## [TEXT SHOWN]
The brutality of non-fiction and the conventions of fiction don't mesh to reflect his vision of seedy suburbia, so he's forced to interpret his vision of seedy suburbia through this two-part structure.

The struggle to create truth through fiction is further explored in "Non-fiction," where the documentary filmmaker's efforts to accurately report the problems of contemporary youth is altering the course events simply by being there. It's not as original or interesting as the outstanding first segment, but is as emotionally compelling as anything Solondz has ever done.

Whereas the first segment had a bold, gritty fluidity that reminded me of "The Decalogue," the second segment is interrupted by moments of emptiness and awkward silences, especially in a scene where the filmmaker nervously calls up an old high school friend. It's a strange scene because it isn't disturbing for its subject matter but for its unpolished texture. Does this make it more realistic, to reflect the "Non-fiction" of its title? If so, how do you explain the ironic TV music or the baffling psychedelia of Scooby's drug-induced hallucinations? Does reality feel like a sitcom? Like a drug? Reality is a dream, and storytelling is hypnotism.

As in all of his films, "Storytelling" is ultimately about human cruelty. The most compassionate character in the film, Scooby's 5th grade brother Brady, is also the most ruthless. He's precocious ("I looked through Scooby's SAT books and took one of the practice tests"), and talks with a middle-school vocabulary and a grown-up attitude. Not surprisingly, his inquisitive cuteness will lead him to do something towards the end that reminded me of Damien in "The Omen" with Satan replaced by New Jersey. It's exactly because Brady is adorable and amazingly intelligent that makes his twisted transformation seem inevitably rooted in our foolish suburban dreams.

## [REQUIRED ACTIONS]
1 - In the listing, recast everything from the line containing "Practice. Annotate every instance of the yellow" down to the line containing "x=307 y=237" as a numbered list, skipping any blank lines.
2 - Continue the review of Solondz's film "Storytelling" from the point where it stops.

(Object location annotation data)

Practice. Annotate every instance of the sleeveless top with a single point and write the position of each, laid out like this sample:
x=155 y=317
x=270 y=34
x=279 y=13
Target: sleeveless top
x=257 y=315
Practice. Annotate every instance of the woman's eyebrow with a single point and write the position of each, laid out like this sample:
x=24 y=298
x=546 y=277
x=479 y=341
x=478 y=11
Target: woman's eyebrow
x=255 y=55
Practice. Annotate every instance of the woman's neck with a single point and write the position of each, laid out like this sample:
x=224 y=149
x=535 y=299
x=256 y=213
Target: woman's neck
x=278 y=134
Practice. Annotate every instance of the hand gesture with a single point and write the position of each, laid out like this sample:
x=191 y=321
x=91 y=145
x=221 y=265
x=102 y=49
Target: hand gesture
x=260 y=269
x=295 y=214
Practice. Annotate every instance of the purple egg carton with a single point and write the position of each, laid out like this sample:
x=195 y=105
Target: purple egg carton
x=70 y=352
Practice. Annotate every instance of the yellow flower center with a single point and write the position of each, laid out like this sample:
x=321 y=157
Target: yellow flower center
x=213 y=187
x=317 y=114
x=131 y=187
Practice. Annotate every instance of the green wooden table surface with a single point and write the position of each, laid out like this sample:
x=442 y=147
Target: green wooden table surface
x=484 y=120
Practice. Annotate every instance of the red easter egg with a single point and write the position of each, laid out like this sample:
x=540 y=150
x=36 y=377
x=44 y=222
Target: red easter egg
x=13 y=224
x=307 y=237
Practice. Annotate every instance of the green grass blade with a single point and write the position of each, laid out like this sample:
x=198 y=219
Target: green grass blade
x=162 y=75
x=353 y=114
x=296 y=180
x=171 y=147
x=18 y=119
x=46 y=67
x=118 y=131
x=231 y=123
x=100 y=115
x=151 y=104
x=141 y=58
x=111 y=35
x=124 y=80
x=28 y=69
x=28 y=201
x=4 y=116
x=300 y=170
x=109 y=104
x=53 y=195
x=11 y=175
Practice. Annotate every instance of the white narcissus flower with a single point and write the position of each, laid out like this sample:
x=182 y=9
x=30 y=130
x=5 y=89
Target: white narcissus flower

## [EXPECTED OUTPUTS]
1 -
1. Practice. Annotate every instance of the yellow flower center with a single point and write the position of each, laid out like this sample:
2. x=321 y=157
3. Target: yellow flower center
4. x=213 y=187
5. x=317 y=114
6. x=131 y=187
7. Practice. Annotate every instance of the green wooden table surface with a single point and write the position of each, laid out like this sample:
8. x=442 y=147
9. Target: green wooden table surface
10. x=484 y=120
11. Practice. Annotate every instance of the red easter egg with a single point and write the position of each, laid out like this sample:
12. x=540 y=150
13. x=36 y=377
14. x=44 y=222
15. Target: red easter egg
16. x=13 y=224
17. x=307 y=237

2 -
This is Todd Solondz's best film to date. His previous two were impressive to say the least, but here his ability as a comic director blooms to unprecedented heights. Much has been said about the bleak humor in his films, but look at the raw pain he's able to conjure in "Fiction" when the enormous teacher peers down a female student who stands naked in a shadow, nervously clutching her hands and shamefully staring at the floor. She can no longer hide behind her bleached hair and dark makeup as her shivering body is engulfed by the powerful presence of her predator.

"Happiness" is clearly Solondz's boldest film, but I'm more impressed by what Solondz has done in "Storytelling," a compelling piece of self-criticism that constantly interrupts itself to question the integrity of his previous works. "Happiness" was slapped with an NC-17 rating, and Solondz parodies this during a vulgar rape scene in the "Fiction" segment, covering the dirty bits with a mysterious red rectangle as if telling the MPAA that he can in fact censor himself, but that would be "fiction."

I admired the crude intelligence of "Welcome to the Dollhouse" but was put-off by the sensational grotesqueness of "Happiness," which I consider the most revolting American film this side of John Waters. But I have to admit, "Storytelling" taught me to understand his previous films. The film is in direct dialogue with the others, pointing to the compassion amidst the filth. I can't wait for whatever he has next, excited that it'll pick the Solondz scab even deeper.